**Texto de origen**
■ ■ ■

Otro motivo ligado al anterior del relativo fracaso de esos movimientos es la confusión entre formación popular y mero aprendizaje. En lugar de una formación humana que enseñe a asimilar la propia experiencia, se desarrolla una tarea de aprendizaje cumulativo de conocimientos. En lugar de llegar a ser alguien, el pueblo ha aprendido a hacer cosas. El ser bueno consiste así en hacer cosas bien hechas. Este tipo de formación va acompañado de una perversión del lenguaje que fomenta un espíritu crítico de lo externo, pero carece de autocrítica. Nunca más adecuada aquella cita de Marx que dice: «Las armas de la crítica no deben olvidar la crítica de las armas».
Alguien ha querido comparar Suecia con la distopía «1984» de Orwell. En efecto el ciudadano sueco moderno es un individuo de lección bien aprendida, semejante a un ordenador bien programado. Ningún ciudadano europeo ha aprendido tantos principios de respeto, democracia y solidaridad, pero son -digo- principios acumulados (como los slogans), más bien que asimilados. Cuando los frenos sociales se debilitan, accidentalmente como en el uso del alcohol o de modo más persistente como en las crisis económicas, el sueco se convierte de nuevo en vikingo. La educación sueca crea un ciudadano que confunde el obrar con el hacer y el hablar con el decir (como el loro). Lo que no se puede decir es impensable. Suecia es el único país que ha hecho realidad la utopía del falansterio convirtiéndolo en paradigma del Estado. Pero, eso sí, Suecia es también el país que ha llegado más lejos en la construcción de cauces o estructuras de democracia formal. Y este es un mérito indiscutible.
Mi descripción del parlamentarismo parecerá a algunos demasiado negativa. Sin embargo, ni es mi intención condenar al parlamentarismo como cauce de actuación y como estructura de reglas establecidas, ni simpatizo en modo alguno con la concepción anarquista de la sociedad. Lo único que digo es que, aun siendo la forma adecuada para una democracia representativa, el parlamentarismo no es la democracia y su valor instrumental sólo se realiza cuando existe una competencia democrática que otorga participación real a sus ciudadanos y hace de sus representantes verdaderos mandatarios de la opinión popular.

■ ■ ■

**Registros extraídos**
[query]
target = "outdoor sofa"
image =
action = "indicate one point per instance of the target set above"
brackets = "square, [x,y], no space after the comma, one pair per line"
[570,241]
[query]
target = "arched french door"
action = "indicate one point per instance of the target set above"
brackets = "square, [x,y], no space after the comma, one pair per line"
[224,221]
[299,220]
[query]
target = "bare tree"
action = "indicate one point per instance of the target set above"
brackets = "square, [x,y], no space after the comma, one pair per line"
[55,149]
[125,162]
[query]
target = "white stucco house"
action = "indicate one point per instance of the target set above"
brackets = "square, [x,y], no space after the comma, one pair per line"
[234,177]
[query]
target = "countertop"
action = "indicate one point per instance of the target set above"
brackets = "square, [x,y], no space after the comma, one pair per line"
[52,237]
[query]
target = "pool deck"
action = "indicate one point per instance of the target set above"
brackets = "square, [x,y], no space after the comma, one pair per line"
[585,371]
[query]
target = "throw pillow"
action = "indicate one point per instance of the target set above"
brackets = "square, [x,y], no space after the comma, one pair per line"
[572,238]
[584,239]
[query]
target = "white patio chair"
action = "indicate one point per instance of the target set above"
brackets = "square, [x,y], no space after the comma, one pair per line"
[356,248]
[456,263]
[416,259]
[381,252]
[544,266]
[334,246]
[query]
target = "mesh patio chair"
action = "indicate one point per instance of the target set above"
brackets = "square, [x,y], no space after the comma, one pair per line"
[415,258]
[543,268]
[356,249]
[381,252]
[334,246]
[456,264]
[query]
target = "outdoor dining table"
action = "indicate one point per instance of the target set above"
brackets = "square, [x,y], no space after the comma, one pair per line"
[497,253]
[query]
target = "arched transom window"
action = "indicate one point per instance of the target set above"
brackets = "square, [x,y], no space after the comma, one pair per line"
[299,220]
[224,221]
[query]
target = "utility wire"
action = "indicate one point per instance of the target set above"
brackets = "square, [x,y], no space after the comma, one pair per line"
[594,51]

■ ■ ■

**Tareas del ejercicio**
(1) Según el texto de origen, ¿con qué distopía se ha querido comparar a Suecia?
(2) Reescribe de forma más breve el párrafo del texto de origen que empieza por «Alguien ha querido comparar Suecia», conservando sus datos principales.
(3) Prosigue el texto de origen a partir de su última oración.

**Respuestas**
(1) Con «1984» de Orwell.

(2) Se ha comparado Suecia con «1984» de Orwell: el sueco moderno es como un ordenador bien programado, que ha acumulado más que asimilado principios de respeto, democracia y solidaridad. Cuando los frenos sociales se debilitan, por el alcohol o por las crisis económicas, vuelve a ser vikingo. Su educación le hace confundir el obrar con el hacer y el hablar con el decir, y lo que no se puede decir le resulta impensable. Suecia ha convertido el falansterio en paradigma del Estado, pero también es el país que más lejos ha llegado en la construcción de estructuras de democracia formal, un mérito indiscutible.

(3)
A pesar de su alejamiento geográfico e histórico de los focos de la cultura urbana occidental, el modelo sueco es quizá el aprendiz más fiel de esa mentalidad. El divino Platón, si hubiera vivido hoy, habría tenido más éxito en Estocolmo que el que tuvo en Siracusa.
Entre 1971 y 1980, decenio que dediqué a los temas de la participación ciudadana en la planificación pública a nivel local, fui llegando a la convicción de que la ética necesaria para dar sentido democrático a los parlamentarismos de una u otra especie tiene que ser una ética discursiva. Toda vida social y política es, sin residuo, resultado de una construcción discursiva. Su ética tiene por eso que estar íntimamente ligada a ese discurso y no meramente a sus técnicas y reglas. Pero a diferencia de lo que proponen las «éticas discursivas» al uso, considero que una ética de esa especie es conciliable y tiene que ser, en gran parte y por varias razones, una ética de corte aristotélico.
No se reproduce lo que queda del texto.